** start Given passage **

So, yes the Earth is definitely getting warmer, but how fast this is happening and whether pollution is speeding it up are scientifically undemonstrable. The bottom line on the pollutants, however, is why would anyone want to argue that they're not a problem? Well, that's pretty clear, isn't it? Just follow the money.

1 Comments:

Anonymous Anonymous said...

Jo and I were riding home on our bikes around midnight last night. The air on this little barrier island, or rather the air in this particular part of the world, was a bit agitated and moist. That coupled with the temperature in the subtropics made the atmosphere very kinetic. It has a definite feel that anyone who's lived through a hurricane down here can identify with. Now, we just had Alberto do is little piddle. No big deal down here. I got to thinking, "What if we didn't get hit with any hurricanes this year?" I thought about that for a moment, and then realized that might not be good at all. Let's not get in the way of Mother Gaiea! She's cleaning house. Made me realize that in my worries about Global Warming or Climate Change or whatever, that the best thing I could do would be to stay in the present time, realize there's bound to be some severe reality adjustments on the climate that I'll have to deal with, and that my actions need to be guided by figuring out what's best to aid the survival of the planet, in all it's various dynamics. Nothing new or insightful here - the one thing I hadn't fully noticed before was the need to stay ahead of present time, and not allow my actions to be reactions.
But really, I just wanted to say hello. You'll have my wife (your sister, in case you don't know) in a coupla days. Send her back happy.

** end Given passage **
** start Supplied records **

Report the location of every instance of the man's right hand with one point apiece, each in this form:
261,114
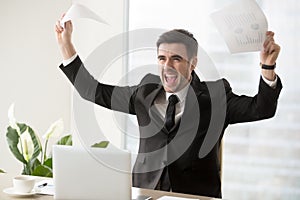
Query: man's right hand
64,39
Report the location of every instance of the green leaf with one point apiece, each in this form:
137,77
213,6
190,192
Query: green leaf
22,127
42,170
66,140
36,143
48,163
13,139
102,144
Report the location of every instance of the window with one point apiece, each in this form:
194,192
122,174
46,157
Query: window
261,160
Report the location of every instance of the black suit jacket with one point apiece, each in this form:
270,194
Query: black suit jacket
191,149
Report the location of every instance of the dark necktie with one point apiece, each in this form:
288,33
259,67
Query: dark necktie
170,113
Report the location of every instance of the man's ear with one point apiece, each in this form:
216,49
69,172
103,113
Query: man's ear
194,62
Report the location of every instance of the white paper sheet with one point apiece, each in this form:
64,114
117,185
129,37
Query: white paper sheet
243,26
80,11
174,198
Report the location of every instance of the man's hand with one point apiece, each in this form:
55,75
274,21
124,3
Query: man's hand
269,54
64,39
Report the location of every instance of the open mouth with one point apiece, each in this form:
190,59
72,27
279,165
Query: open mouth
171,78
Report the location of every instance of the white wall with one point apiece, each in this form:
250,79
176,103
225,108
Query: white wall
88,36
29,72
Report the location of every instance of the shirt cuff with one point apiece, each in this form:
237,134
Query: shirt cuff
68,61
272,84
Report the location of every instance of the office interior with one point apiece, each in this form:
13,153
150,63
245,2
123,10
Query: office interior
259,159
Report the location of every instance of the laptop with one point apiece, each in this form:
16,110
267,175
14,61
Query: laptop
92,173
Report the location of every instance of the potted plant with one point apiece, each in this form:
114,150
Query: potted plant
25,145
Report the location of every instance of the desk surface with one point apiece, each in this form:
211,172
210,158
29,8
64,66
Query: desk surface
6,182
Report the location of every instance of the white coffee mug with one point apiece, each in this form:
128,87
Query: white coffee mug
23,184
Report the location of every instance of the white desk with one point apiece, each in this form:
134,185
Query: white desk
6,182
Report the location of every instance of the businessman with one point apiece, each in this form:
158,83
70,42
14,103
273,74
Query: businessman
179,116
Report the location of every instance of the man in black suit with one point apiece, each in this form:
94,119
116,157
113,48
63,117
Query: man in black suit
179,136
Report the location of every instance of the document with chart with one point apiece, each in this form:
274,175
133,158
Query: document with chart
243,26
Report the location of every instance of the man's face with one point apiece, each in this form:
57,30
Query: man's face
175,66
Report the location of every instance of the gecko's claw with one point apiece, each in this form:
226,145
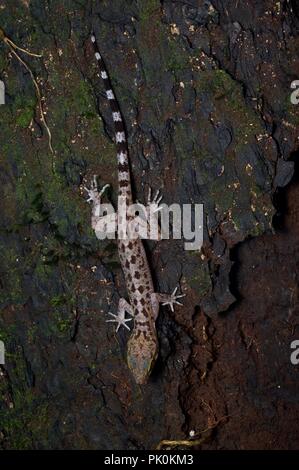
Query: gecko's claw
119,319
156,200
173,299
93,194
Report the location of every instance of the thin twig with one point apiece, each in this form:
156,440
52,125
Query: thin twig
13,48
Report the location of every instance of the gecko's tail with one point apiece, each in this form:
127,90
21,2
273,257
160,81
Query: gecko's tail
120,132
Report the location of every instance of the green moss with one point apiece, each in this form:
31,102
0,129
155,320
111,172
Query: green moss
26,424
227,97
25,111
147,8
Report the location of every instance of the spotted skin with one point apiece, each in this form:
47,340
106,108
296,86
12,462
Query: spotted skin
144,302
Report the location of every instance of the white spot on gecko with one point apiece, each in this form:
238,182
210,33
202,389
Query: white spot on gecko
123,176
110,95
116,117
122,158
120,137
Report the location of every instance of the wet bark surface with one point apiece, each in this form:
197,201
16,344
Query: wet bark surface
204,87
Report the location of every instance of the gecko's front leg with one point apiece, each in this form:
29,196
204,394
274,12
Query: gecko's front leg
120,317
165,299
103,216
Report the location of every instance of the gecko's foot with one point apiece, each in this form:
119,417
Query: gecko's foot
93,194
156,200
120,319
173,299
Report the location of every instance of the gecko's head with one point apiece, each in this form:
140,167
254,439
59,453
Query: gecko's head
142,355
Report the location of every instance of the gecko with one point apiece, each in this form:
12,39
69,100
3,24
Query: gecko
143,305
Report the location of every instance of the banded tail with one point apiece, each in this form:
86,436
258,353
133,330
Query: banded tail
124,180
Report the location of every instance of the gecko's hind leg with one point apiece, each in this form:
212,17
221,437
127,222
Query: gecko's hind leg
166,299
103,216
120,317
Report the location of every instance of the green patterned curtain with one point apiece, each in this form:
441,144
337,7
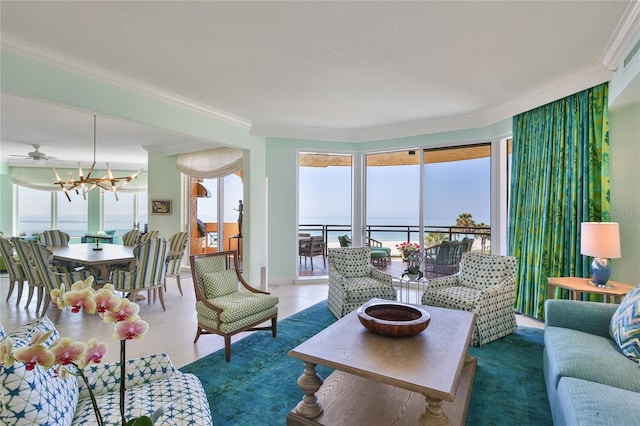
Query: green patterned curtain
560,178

** end Supplied records **

What the task asks | In the climate blog excerpt, how did the commenter and Jo get home around midnight?

Task solution | They rode their bikes.